■ Excerpt to read:
┌────────

Assuming only the first audio track needs the conversion is a bold assumption. It may work for some use cases but is definitely not ideal for all use cases. The purpose of creating this audio track is so that that particular track can be natively played on mobile devices (its poorly named but the name has stuck). I agree looking at the code that I should force the bitrate to 256 for consistency sake, but AAC stereo 512 does play natively just fine. If you only do the first audio track then you won't be able to play back any of the other included audio tracks on a mobile platform (this applies to things like the Chromecast which really only play nice with AAC stereo or AC3 5.1 without needing on the fly transcoding).

As far as the subtitle issue, I'm not sure I follow 100% what you're getting at here. The script will copy any subtitles from the source material that match the language criteria set in the autoProcess.ini. If you don't want to copy any subtitles setting your subtitle language to 'nil' will have it ignore all subtitles. Leaving the subtitle option blank has it blanket copy everything. You can argue which default behavior would be better for more users but the option is there to ignore all subtitles. Some people simply want everything copied from their source files while others want to strip out as much as possible, but I implemented both options to cover both scenarios.

Finally the MOOV atom. If you dug through some of the old commits you would see I actually tried implementing this when FFMPEG added that faststart flag. There's 2 issues with this. The first is simply your assumption that it speeds anything up is wrong. FFMPEG does the full conversion and moves the information around just like the script currently does, except its all done within FFMPEG instead of manually. The conversion time actually almost doubles with this flag enabled, so no real time is saved. The other bigger issue, and the reason I had to revert back to using QTFaststart, is that on a certain percentage of large files writing the metadata tags would break playback if the MOOV atom was already moved to the front of the file (likely due to running out of space for this data). So the solution is to make the mp4 file, write the tags at the end where space isn't an issue, then move everything around with all the pieces in place so the size can be properly calculated. It ultimately ends up taking almost the exact same amount of time.

Update: Latest commit forces 256 bitrate (or 128 for a mono channel) in the event of a stereo or mono audio source with the iOS-audio option enabled.

cayars commented 9 years ago

I agree it may be bold but I can only think of one situation where you would want to duplicate each and every track as AAC and that would be for old devices that can only play AAC and this only makes sense for commentaries. Most mobile devices these days play more than just AAC.

So I was being "narrow minded" and only thinking of my own use of course. For me and for most Plex users I think they would want something more like how Handbrake does it. In a nutshell it will copy all tracks of your choice but will add an AAC track as the first just to have a failsafe track that will play on anything. Only making an AAC copy of the first true track (never seen commentary as first track) is normally a safe bet.

Yes it should be forced to 256 UNLESS the first real track is less than that.

└────────

(Dataset records)
┌────────

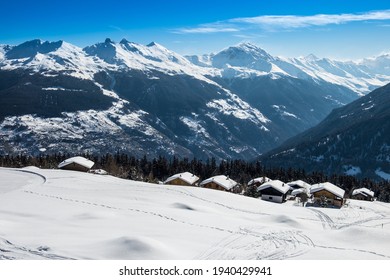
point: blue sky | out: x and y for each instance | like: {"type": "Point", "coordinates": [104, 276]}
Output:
{"type": "Point", "coordinates": [342, 29]}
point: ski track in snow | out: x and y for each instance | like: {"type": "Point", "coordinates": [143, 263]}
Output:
{"type": "Point", "coordinates": [243, 243]}
{"type": "Point", "coordinates": [10, 251]}
{"type": "Point", "coordinates": [274, 245]}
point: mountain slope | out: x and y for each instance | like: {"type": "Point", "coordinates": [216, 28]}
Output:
{"type": "Point", "coordinates": [121, 96]}
{"type": "Point", "coordinates": [103, 217]}
{"type": "Point", "coordinates": [108, 97]}
{"type": "Point", "coordinates": [354, 139]}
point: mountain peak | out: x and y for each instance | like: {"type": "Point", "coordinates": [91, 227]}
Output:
{"type": "Point", "coordinates": [311, 57]}
{"type": "Point", "coordinates": [31, 48]}
{"type": "Point", "coordinates": [124, 41]}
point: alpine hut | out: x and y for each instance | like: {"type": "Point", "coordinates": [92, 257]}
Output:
{"type": "Point", "coordinates": [258, 181]}
{"type": "Point", "coordinates": [222, 183]}
{"type": "Point", "coordinates": [363, 194]}
{"type": "Point", "coordinates": [77, 164]}
{"type": "Point", "coordinates": [327, 194]}
{"type": "Point", "coordinates": [182, 179]}
{"type": "Point", "coordinates": [275, 191]}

└────────

■ Objective: Summarize the discussion of the media conversion script in three sentences. The records were drawn from a separate source.

■ Task result: The script's author argues that converting only the first audio track would leave the other tracks unplayable on mobile platforms such as the Chromecast, and a later commit forces a 256 bitrate (128 for mono) for stereo or mono sources when the iOS-audio option is enabled. The script copies subtitles matching the language set in autoProcess.ini, copies all of them if that option is blank, and ignores them all if it is set to 'nil'. FFMPEG's faststart flag was dropped in favor of QTFaststart because it nearly doubled conversion time and, on some large files, writing metadata tags broke playback; in reply, cayars says most Plex users would want an AAC copy of only the first real track, as Handbrake does, forced to 256 unless that track is lower.